**Task brief**
Return the entries below in their exact form, leaving the pictures out.

**Data extract**
##########

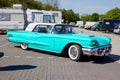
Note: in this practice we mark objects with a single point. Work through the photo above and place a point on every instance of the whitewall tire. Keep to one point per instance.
(75, 52)
(24, 46)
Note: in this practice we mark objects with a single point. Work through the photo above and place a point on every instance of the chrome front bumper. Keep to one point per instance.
(100, 51)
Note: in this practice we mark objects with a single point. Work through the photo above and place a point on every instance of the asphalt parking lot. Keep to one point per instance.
(18, 64)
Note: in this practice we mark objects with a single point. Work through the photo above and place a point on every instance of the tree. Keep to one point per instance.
(94, 17)
(69, 16)
(113, 14)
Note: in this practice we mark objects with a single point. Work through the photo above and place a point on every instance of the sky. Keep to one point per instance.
(89, 6)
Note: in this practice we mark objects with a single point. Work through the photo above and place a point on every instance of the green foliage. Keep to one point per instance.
(69, 16)
(93, 17)
(113, 14)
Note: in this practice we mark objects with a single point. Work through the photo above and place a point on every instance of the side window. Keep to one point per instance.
(58, 29)
(46, 19)
(41, 29)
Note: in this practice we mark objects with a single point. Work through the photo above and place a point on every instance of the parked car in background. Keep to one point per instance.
(97, 26)
(88, 25)
(60, 38)
(117, 29)
(109, 25)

##########

**Output**
Note: in this practice we mark objects with a single point. Work through the photo above and place a point on every instance of the whitewall tire. Keep to one point per instance.
(75, 52)
(24, 46)
Note: in this practice we mark objects with a single point. Work through the photo above and place a point on every instance of the chrome front bumper. Keep to one point per instance.
(100, 51)
Note: in this practice we mark objects with a single point. Work through the photo above and place a point on every instance of the asphalt parking lot. Keep to one point per instance.
(18, 64)
Note: in this practice we mark objects with a single point. Work through the photo above and place a point on every instance of the tree. Keep to one point per instance.
(94, 17)
(69, 16)
(113, 14)
Note: in this practice we mark objects with a single point. Work through the photo above and place a point on every instance of the sky. Keep to one point per instance.
(89, 6)
Note: in this practice we mark objects with a single point. Work through the photo above and place a point on every instance of the green foliage. Keep to one point per instance.
(69, 16)
(93, 17)
(113, 14)
Note: in this practice we mark objects with a single point. Work through the photo above and place a point on every instance of the side window. Keep to one point per instance.
(58, 29)
(46, 19)
(41, 29)
Note: in this practice we mark objects with a single point. Work through the photo above and place a point on every instance of the parked car in background. Keep to one point per instance.
(97, 26)
(88, 25)
(60, 38)
(117, 29)
(109, 25)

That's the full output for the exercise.